TEXT PROVIDED
■ ■ ■

For Katz, arteries are the systems and networks that connect our everyday lives. They bind together places and people, reflecting the ways in which we communicate with ourselves and with each other. Nottingham itself is an artery in Katz’s life. It’s where her grandparents met in the 1940s, and it’s a city Katz returns to in order to deliver a requiem of sorts. “Without Nottingham,” she says, “I wouldn’t exist.” Arterial channels are, in Katz’s work, caught in a dichotomy of the accessible and inaccessible; of the you and the me, of what is held within and what is projected outwards to the viewer. 

Borrowing candidly from Andre Derain’s 1943 woodcut, Katz paints her subjects from within the framing of an open mouth. It’s her way of revealing something to us that would otherwise be hidden and concealed. Using a palette of colours that are so strikingly saturated, looking through this fleshy and abstracted window, we must imagine ourselves to be transported to another world. It’s a world where cockerels are given centre stage - quite literally in Stage Cock (2020), where an uncertain but colourful cockerel stands quite literally on the stage - and memories of gallery visits and canalside walks are remembered as surreal memories drawn from Katz’s own subconscious.

■ ■ ■

DATA EXTRACT

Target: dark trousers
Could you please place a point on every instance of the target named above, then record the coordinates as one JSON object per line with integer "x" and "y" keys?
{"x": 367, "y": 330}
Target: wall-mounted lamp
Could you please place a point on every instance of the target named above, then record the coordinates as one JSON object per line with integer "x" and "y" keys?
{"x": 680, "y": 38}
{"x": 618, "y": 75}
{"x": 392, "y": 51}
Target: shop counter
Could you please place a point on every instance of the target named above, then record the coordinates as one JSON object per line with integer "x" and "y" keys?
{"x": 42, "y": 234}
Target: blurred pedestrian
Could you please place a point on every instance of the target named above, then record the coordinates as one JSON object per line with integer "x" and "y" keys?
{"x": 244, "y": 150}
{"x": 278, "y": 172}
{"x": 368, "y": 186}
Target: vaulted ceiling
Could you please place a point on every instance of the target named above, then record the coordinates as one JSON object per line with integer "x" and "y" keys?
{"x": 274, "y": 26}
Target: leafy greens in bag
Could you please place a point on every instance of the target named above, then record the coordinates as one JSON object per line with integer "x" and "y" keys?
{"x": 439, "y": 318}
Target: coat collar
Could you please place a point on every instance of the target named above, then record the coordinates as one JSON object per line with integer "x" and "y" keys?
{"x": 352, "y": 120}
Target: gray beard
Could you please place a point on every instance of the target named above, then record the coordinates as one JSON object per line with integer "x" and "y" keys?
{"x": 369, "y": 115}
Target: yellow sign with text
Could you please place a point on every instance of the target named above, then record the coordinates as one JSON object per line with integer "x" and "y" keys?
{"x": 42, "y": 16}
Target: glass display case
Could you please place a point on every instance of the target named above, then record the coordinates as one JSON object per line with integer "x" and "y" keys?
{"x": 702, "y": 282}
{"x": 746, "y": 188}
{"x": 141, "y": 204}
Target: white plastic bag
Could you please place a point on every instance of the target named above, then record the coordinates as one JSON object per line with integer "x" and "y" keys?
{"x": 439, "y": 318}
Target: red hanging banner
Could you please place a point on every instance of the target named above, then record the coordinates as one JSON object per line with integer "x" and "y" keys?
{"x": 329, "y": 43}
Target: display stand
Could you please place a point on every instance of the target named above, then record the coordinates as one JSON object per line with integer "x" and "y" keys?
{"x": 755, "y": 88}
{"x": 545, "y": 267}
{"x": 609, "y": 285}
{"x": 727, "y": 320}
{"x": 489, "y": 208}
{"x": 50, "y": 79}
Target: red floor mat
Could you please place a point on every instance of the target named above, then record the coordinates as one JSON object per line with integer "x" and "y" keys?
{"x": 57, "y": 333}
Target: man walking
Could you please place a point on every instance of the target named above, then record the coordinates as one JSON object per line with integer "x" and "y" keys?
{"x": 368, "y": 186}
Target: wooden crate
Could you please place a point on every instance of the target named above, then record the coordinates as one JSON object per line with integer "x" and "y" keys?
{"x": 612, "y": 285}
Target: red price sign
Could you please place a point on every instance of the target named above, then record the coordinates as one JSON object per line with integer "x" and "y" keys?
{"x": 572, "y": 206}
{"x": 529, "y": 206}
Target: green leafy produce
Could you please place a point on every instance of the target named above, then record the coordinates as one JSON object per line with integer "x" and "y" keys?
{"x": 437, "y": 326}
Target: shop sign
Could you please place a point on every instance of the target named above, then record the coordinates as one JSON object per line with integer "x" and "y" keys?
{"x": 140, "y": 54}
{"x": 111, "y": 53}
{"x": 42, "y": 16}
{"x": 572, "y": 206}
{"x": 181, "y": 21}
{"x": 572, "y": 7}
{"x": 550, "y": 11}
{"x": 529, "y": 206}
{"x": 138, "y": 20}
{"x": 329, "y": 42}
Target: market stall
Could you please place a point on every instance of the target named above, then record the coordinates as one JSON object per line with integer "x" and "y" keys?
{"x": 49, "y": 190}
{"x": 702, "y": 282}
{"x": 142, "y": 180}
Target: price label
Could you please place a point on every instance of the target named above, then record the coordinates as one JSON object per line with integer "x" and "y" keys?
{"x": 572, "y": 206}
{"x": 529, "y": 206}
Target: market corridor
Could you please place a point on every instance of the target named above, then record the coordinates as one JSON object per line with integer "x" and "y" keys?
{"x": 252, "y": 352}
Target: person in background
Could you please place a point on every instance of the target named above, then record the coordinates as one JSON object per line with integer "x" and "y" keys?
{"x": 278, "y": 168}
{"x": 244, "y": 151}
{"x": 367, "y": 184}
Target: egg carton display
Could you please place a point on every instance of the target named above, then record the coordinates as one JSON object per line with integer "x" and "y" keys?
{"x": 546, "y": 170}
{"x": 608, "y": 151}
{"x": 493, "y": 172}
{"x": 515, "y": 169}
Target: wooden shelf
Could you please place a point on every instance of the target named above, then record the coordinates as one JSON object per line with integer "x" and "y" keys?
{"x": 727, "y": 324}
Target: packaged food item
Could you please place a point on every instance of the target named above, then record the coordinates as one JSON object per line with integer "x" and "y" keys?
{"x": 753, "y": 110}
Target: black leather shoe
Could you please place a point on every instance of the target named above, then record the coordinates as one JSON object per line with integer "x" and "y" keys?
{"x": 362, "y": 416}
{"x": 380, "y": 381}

■ ■ ■

WORK ITEM
For each statement, say yes or no as to whether it agrees with the text about Katz's work, and quote the words of the text that decide it.
1. Katz's grandparents met in Nottingham in the 1940s.
2. Katz paints her subjects from within the framing of a closed eye.
3. Stage Cock was made in 2021.
The entries can be set aside; they aren't needed here.

RESULT
1. Yes: "It’s where her grandparents met in the 1940s"
2. No: "Katz paints her subjects from within the framing of an open mouth"
3. No: "Stage Cock (2020)"